(Tugas Anda)
• 1. Menurut teks tentang kesiapan angkatan kerja Indonesia menghadapi Masyarakat Ekonomi Asean, berapa persen kaum muda Indonesia yang sudah melek huruf berdasarkan rilis UNESCO tahun 2011?
• 2. Teruskan teks tentang kesiapan angkatan kerja Indonesia menghadapi Masyarakat Ekonomi Asean, dimulai tepat setelah kalimat terakhirnya.

(Teks yang Diberikan)
__________________________________________________

Dilahirkan untuk berjuang, dilahirkan untuk bersuara lantang! Jangan kau diam
saat rakyat miskin yang mensubsidimu untuk kuliah justru “dipermalukan” oleh
para antek kapitalis! Jangan kau bosan bersuara, saat pembunuh tokoh
intelektual pergerakan HAM bebas bersyarat tanpa ada ketuntasan masalah. Jika
ada yang mengatakan ini Negara para bedebah, memang benar! Jangan kau bantah
ini dengan argument apapun karena data yang kau sampaikan akan dimentahkan oleh
fakta dilapangan.
Saban hari, terdengar kabar bahwa
negeri kita ini akan memasuki fase baru dalam perjalanan sejarahnya. Beberapa
bulan lagi Indonesia akan tergabung dalam Masyarakat Ekonomi Asean, dimana akan
ada persaingan terbuka antar tiap angkatan kerja tanpa memperhitungkan lagi
batas wilayah. Indonesia boleh bernafas lega, karena hingga tahun 2014 angkatan
kerja negeri ini didominasi oleh anak muda dengan usia produktif dengan rentang
usia 18- 26 tahun. Dibandingkan dengan Negara lain, Singapura misalnya yang
justru didominasi oleh masyarakat yang memasuki usia tua. Berdasarkan rilis
UNESCO pada tahun 2011 menunjukan bahwa 98,78%
kaum muda Indonesia sudah melek huruf. Pemerintah juga sudah
menganggarkan 15,18% dari pengeluaran pemerintah dan 2,77% dari Produk Domestik
Bruto (PDB) untuk penyelenggaraan pendidikan. Jumlah pengangguran muda
Indonesia juga cukup rendah sebesar 5% pada 2011 (World Bank, 2011, disadur
dari http://fahminichsan.blogspot.com/2014/05/asian-miracle.html).
Ini adalah data 3 tahun yang lalu,
sekarang mari kita amati data terbaru yang dirilis oleh Badan Pusat Statistik (BPS)
Indonesia. BPS merilis data per Agustus, 2013 bahwa jumlah angkatan kerja Indonesia
sebesar 118, 19 Juta Jiwa. Jumlah yang bekerja per Agustus, 2013 adalah 110, 80
Juta Jiwa. Sementara pengangguran sebesar 7,39 Juta Jiwa. Jika dikalkulasi,
maka akan muncul angka 6,25% dari total angkatan kerja produktif Indonesia yang
dideteksi sebagai pengangguran.(BPS, 2014) Lantas, apakah Indonesia sudah siap
bersaing dengan masyarakat Asean lainnya?

__________________________________________________

(Informasi yang Tersedia)
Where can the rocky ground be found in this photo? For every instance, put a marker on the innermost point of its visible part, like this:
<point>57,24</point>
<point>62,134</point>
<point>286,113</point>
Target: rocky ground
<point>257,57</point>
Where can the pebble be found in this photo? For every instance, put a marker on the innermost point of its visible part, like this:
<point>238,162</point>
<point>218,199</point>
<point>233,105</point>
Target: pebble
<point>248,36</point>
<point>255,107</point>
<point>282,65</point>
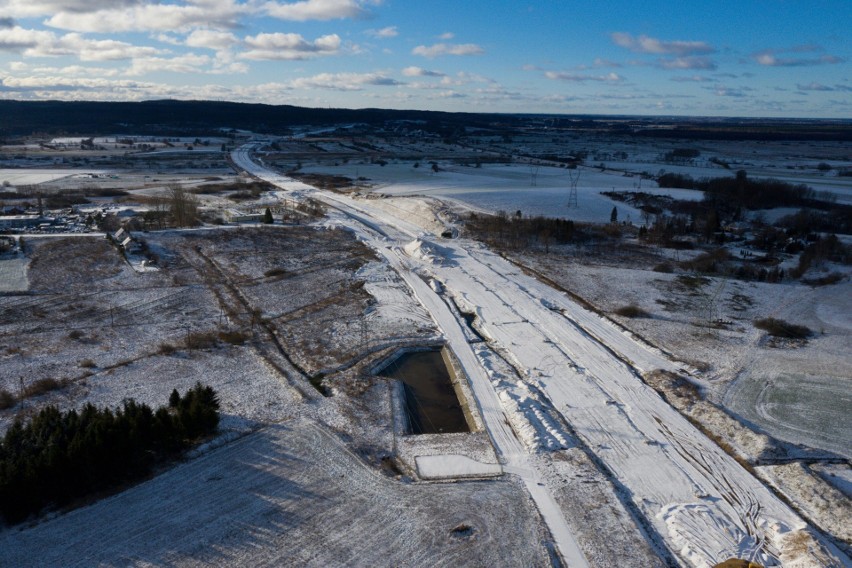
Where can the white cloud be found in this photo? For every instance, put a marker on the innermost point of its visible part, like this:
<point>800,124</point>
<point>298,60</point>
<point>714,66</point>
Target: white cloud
<point>290,47</point>
<point>693,79</point>
<point>343,81</point>
<point>769,59</point>
<point>645,44</point>
<point>463,78</point>
<point>29,8</point>
<point>575,78</point>
<point>383,33</point>
<point>414,71</point>
<point>39,43</point>
<point>448,49</point>
<point>217,14</point>
<point>316,10</point>
<point>211,39</point>
<point>691,62</point>
<point>189,63</point>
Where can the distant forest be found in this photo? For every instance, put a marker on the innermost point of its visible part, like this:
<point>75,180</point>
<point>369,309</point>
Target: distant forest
<point>195,118</point>
<point>206,118</point>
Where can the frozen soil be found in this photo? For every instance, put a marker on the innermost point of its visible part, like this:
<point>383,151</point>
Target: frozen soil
<point>780,404</point>
<point>289,494</point>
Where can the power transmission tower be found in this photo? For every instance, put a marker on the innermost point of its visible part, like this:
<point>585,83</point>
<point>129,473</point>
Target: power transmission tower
<point>573,178</point>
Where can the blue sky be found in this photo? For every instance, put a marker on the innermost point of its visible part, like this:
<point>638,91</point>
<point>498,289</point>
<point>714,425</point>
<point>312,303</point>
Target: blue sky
<point>749,58</point>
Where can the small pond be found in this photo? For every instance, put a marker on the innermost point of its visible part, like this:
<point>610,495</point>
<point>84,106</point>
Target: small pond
<point>430,401</point>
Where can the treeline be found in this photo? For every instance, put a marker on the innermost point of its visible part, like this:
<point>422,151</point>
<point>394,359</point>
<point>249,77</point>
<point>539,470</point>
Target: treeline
<point>200,118</point>
<point>741,191</point>
<point>517,231</point>
<point>61,456</point>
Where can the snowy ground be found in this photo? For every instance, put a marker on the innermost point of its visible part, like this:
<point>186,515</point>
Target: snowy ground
<point>21,177</point>
<point>289,494</point>
<point>617,476</point>
<point>704,505</point>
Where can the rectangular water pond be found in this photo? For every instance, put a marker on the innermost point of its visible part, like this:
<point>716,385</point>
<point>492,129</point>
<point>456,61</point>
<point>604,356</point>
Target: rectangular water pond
<point>430,400</point>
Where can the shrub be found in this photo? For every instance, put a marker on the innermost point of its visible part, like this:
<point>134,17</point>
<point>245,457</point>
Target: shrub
<point>42,386</point>
<point>832,278</point>
<point>781,328</point>
<point>61,456</point>
<point>201,340</point>
<point>272,272</point>
<point>632,311</point>
<point>7,399</point>
<point>233,337</point>
<point>166,349</point>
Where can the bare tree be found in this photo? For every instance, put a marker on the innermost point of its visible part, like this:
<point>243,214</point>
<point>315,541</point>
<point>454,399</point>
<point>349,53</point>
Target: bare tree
<point>183,206</point>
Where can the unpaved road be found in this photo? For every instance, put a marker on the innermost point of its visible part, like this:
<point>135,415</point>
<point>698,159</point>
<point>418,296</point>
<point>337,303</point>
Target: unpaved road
<point>705,506</point>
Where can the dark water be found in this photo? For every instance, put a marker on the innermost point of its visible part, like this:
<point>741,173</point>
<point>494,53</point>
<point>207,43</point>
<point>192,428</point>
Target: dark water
<point>430,401</point>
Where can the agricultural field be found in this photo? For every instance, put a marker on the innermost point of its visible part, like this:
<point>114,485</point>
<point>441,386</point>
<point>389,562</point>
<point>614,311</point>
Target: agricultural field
<point>619,333</point>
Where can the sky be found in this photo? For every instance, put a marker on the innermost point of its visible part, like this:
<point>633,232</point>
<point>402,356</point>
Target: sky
<point>752,58</point>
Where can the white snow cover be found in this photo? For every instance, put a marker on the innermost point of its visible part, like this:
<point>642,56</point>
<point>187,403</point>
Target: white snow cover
<point>703,503</point>
<point>452,466</point>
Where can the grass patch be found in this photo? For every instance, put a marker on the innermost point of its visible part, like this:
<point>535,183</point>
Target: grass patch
<point>832,278</point>
<point>781,328</point>
<point>233,337</point>
<point>7,399</point>
<point>693,282</point>
<point>42,386</point>
<point>201,340</point>
<point>632,311</point>
<point>166,349</point>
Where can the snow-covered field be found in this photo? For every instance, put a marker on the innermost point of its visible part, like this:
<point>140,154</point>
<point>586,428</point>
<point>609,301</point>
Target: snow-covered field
<point>600,466</point>
<point>13,274</point>
<point>703,504</point>
<point>23,177</point>
<point>290,494</point>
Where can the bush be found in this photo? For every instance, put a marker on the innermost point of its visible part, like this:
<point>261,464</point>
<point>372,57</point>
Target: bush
<point>233,337</point>
<point>59,457</point>
<point>273,272</point>
<point>42,386</point>
<point>166,349</point>
<point>7,399</point>
<point>632,311</point>
<point>781,328</point>
<point>826,280</point>
<point>201,340</point>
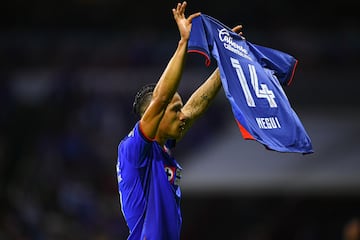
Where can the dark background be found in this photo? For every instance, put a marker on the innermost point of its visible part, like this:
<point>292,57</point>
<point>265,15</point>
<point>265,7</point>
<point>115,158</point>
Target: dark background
<point>70,69</point>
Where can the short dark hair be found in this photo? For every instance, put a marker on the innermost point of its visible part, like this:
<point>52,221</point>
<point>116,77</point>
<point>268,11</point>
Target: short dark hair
<point>143,98</point>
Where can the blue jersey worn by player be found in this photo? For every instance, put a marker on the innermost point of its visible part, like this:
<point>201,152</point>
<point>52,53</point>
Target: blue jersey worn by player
<point>148,180</point>
<point>252,76</point>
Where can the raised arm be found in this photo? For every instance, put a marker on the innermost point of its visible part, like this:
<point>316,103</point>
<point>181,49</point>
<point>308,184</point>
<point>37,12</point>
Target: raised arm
<point>170,79</point>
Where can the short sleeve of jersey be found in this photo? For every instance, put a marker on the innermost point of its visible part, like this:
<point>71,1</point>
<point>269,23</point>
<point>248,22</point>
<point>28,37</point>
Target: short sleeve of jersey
<point>283,64</point>
<point>133,148</point>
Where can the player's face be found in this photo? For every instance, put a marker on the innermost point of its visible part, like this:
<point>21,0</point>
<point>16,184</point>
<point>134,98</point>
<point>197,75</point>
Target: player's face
<point>173,121</point>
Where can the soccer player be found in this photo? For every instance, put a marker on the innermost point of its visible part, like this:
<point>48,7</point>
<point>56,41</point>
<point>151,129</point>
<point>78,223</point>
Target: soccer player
<point>148,174</point>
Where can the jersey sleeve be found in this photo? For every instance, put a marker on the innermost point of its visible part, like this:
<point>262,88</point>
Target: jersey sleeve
<point>283,64</point>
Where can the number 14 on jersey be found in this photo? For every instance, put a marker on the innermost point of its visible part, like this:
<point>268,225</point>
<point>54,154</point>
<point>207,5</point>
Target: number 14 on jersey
<point>261,91</point>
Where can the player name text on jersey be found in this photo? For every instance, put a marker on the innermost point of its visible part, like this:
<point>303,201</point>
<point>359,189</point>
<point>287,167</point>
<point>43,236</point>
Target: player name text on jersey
<point>268,122</point>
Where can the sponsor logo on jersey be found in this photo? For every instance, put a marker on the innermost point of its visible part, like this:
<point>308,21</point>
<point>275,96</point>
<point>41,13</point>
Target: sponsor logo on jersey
<point>173,174</point>
<point>231,45</point>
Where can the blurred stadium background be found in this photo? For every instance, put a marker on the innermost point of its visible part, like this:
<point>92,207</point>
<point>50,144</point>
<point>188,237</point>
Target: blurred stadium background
<point>70,69</point>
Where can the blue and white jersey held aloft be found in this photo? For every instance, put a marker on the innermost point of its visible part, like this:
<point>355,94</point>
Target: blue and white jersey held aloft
<point>252,77</point>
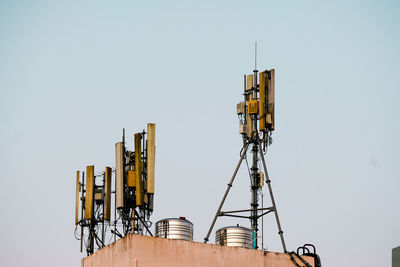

__________________________________________________

(Jawaban yang Diharapkan)
• 1. 98,78% kaum muda Indonesia sudah melek huruf.

• 2.
Memaksimalkan Peran Pemuda
Tantangan zaman, semacam
pengangguran telah ada semenjak manusia menerapkan sistem bernegara. Pun
demikian Negara tentunya dibentuk untuk menyelesaikan permasalahan tersebut.
Maka dari itu, salah satu cara mengentaskan pengangguran agar tidak terjerembab
pada “kemiskinan akut” ialah dengan cara berpendidikan. Ini adalah salah satu
upaya yang memang harus kita percayai bahwa dengan berpendidikan, masalah pelik
semacam kemiskinan akan dihapuskan. Tentunya hal ini tak terlepas dari peran
para pelaku sejarah, peran pemuda dan mahasiswa. Kalian, Kita dan semuanya
harus sadar bahwa ada yang perlu diperbaiki dalam diversifikasi gerakan
mahasiswa. Dimana korelasi antara Public
Sector, Privat Sector and Third Sector harus sinergis. Membangun Negara tidak
bisa sendirian apalagi dimonopoli oleh sebuah golongan semata. Membangun Negara
baiknya memang mengesampingkan perbedaan dan mulai menerima kebudayaan baru
tapi harus tetap mempertahankan “Local Genius” sebagai pilar penyaring beragam
kebudayaan yang masuk. Peran ketiga sector inilah yang harusnya menjadi ujung
tombak, serta tameng pertahanan bagi kebangkitan Indonesia.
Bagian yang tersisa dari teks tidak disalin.